- Textauszug
>>>>
Laut Bundesangaben vom Sonntag gibt es schon Anmeldungen für Kurzarbeitsentschädigungen für über 300 000 Personen. Diese Zahl dürfte rasch noch weiter steigen. Sollten grossflächig auch Baustellen und Industriebetriebe schliessen, könnten total über 1 Mio. Beschäftigte anspruchsberechtigt sein. Die ALV müsste dann wohl mit Kosten in der Grössenordnung von 4 bis 5 Mrd. Fr. pro Monat rechnen; einschliesslich möglicher Folgeeffekte könnte es auch noch deutlich teurer werden.

Die Tessiner eilen voraus

Einen Hinweis liefert der Kanton Tessin, der dem Rest der Schweiz in dieser Krise vorauseilt. Gemäss Bund liegen bereits Anträge für Kurzarbeitsentschädigung für rund einen Viertel aller Tessiner Erwerbstätigen vor, für die Gesamtschweiz liege dieser Anteil noch etwa bei 5 bis 6%. Die zuständigen kantonalen Arbeitsmarktbehörden sind gehalten, die Gesuche rasch und unbürokratisch zu behandeln. Laut Bund sollen Kurzarbeitsentschädigungen für den laufenden Monat noch im März fliessen, wie dies die Löhne tun. Doch wenn der Sturm vorbei ist, sind Nachkontrollen und bei Missbrauchsfällen auch Rückforderungen vorgesehen. Das gab es auch nach der Krise von 2009; damals waren dem Vernehmen nach viele Anträge nicht korrekt.

Erste Kontroversen sind schon ausgebrochen. So haben sich offenbar gewisse Geschäftsverantwortliche von juristischen Personen darüber beklagt, dass die Kurzarbeitsentschädigung für sie auf monatlich 3320 Fr. beschränkt sein soll. Diese Sozialleistung entspricht einer Art Bundesgarantie für den «Unternehmerlohn». 3320 Fr. pro Monat sind optisch wenig, doch der volle «Unternehmerlohn» spiegelt faktisch den Gewinn, und das Bundesprogramm sieht keine Entschädigung für Gewinn- und Umsatzeinbrüche vor. Eine weitere Kontroverse betrifft die Bauern, die Kurzarbeitsentschädigung wollen, weil ihre Erträge aus Direktverkäufen an Märkten weggebrochen sind. Der Bund sagt dazu, dass solche Bauern keinen Anspruch auf Entschädigung hätten, da ihr Grundeinkommen faktisch schon durch Direktzahlungen des Bundes gesichert sei.
<<<<
- Bereitgestellte Daten
>>>>
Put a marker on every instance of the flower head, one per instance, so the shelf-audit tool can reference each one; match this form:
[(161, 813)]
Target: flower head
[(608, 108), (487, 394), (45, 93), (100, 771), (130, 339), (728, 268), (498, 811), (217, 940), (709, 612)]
<<<<
- Gestellte Aufgabe 1
Fasse den Absatz im Textauszug, der mit „Erste Kontroversen sind schon ausgebrochen“ beginnt, als Stichpunktliste zusammen. Die wesentlichen Fakten müssen erhalten bleiben.
- Gestellte Aufgabe 2
Entscheide für jede Aussage, ob sie mit dem Textauszug übereinstimmt. Antworte jeweils mit Ja oder Nein und zitiere die ausschlaggebenden Worte genau.
(a) Im Tessin liegen Anträge auf Kurzarbeitsentschädigung für etwa ein Viertel der Erwerbstätigen vor.
(b) Nach der Krise sind keine Rückforderungen vorgesehen.
(c) Die ALV muss mit Kosten von 4 bis 5 Mrd. Fr. pro Jahr rechnen.
- Gestellte Aufgabe 3
Gib einen Teil des Textauszugs wortgetreu wieder. Beginne bei den Worten "Laut Bundesangaben vom" und höre nach "deutlich teurer werden." auf.

- Fertige Antwort 1
- Gewisse Geschäftsverantwortliche juristischer Personen beklagen sich, dass ihre Kurzarbeitsentschädigung auf 3320 Fr. monatlich beschränkt sein soll.
- Diese Leistung entspricht einer Art Bundesgarantie für den «Unternehmerlohn».
- Der volle «Unternehmerlohn» spiegelt faktisch den Gewinn. Für Gewinn- und Umsatzeinbrüche sieht das Bundesprogramm keine Entschädigung vor.
- Bauern wollen Kurzarbeitsentschädigung, weil ihre Erträge aus Direktverkäufen an Märkten weggebrochen sind.
- Laut Bund haben sie keinen Anspruch darauf, da ihr Grundeinkommen durch Direktzahlungen des Bundes faktisch schon gesichert sei.

- Fertige Antwort 2
(a) Ja: „für rund einen Viertel aller Tessiner Erwerbstätigen vor“
(b) Nein: „Doch wenn der Sturm vorbei ist, sind Nachkontrollen und bei Missbrauchsfällen auch Rückforderungen vorgesehen.“
(c) Nein: „in der Grössenordnung von 4 bis 5 Mrd. Fr. pro Monat“

- Fertige Antwort 3
Laut Bundesangaben vom Sonntag gibt es schon Anmeldungen für Kurzarbeitsentschädigungen für über 300 000 Personen. Diese Zahl dürfte rasch noch weiter steigen. Sollten grossflächig auch Baustellen und Industriebetriebe schliessen, könnten total über 1 Mio. Beschäftigte anspruchsberechtigt sein. Die ALV müsste dann wohl mit Kosten in der Grössenordnung von 4 bis 5 Mrd. Fr. pro Monat rechnen; einschliesslich möglicher Folgeeffekte könnte es auch noch deutlich teurer werden.